All the entries, exactly as they read, must be written out again.

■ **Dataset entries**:
------------------------
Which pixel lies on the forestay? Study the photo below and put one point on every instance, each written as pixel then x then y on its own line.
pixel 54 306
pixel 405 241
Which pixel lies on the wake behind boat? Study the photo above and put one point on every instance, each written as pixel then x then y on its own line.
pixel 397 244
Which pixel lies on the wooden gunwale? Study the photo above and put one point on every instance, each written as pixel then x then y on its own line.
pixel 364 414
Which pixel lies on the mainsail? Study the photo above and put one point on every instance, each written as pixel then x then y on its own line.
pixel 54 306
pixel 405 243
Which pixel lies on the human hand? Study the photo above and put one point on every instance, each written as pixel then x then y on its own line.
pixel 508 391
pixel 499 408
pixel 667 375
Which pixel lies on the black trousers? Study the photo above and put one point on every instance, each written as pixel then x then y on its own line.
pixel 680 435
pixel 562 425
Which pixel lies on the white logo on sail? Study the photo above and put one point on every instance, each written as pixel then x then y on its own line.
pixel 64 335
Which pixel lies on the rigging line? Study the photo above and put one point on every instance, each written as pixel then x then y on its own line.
------------------------
■ **ANSWER TO THIS PROBLEM**:
Which pixel lies on the forestay? Study the photo below and put one point on every instance, each written as pixel then x then y on its own line.
pixel 54 306
pixel 405 241
Which pixel lies on the wake behind boat? Study the photo above and put one point on every instance, each written as pixel then x then y on its own line.
pixel 397 244
Which pixel lies on the wooden gunwale? Study the photo above and put one point on every instance, each written as pixel then x then y on its own line.
pixel 364 414
Which pixel lies on the mainsail? Study the photo above and put one point on every instance, each written as pixel then x then y on its own line.
pixel 54 306
pixel 405 243
Which pixel lies on the human hand? Study the photo above and put one point on every instance, each written as pixel then x then y on its own line.
pixel 508 391
pixel 499 408
pixel 667 375
Which pixel lies on the black trousers? Study the photo above and put one point on every instance, each written as pixel then x then y on its own line.
pixel 680 435
pixel 562 425
Which pixel lies on the white logo on sail? Study the photo above and put one point on every instance, each written as pixel then x then y on its own line.
pixel 64 335
Which pixel lies on the rigging line? Study the photo above and put one point on every instance, each written as pixel then x then y on its own line.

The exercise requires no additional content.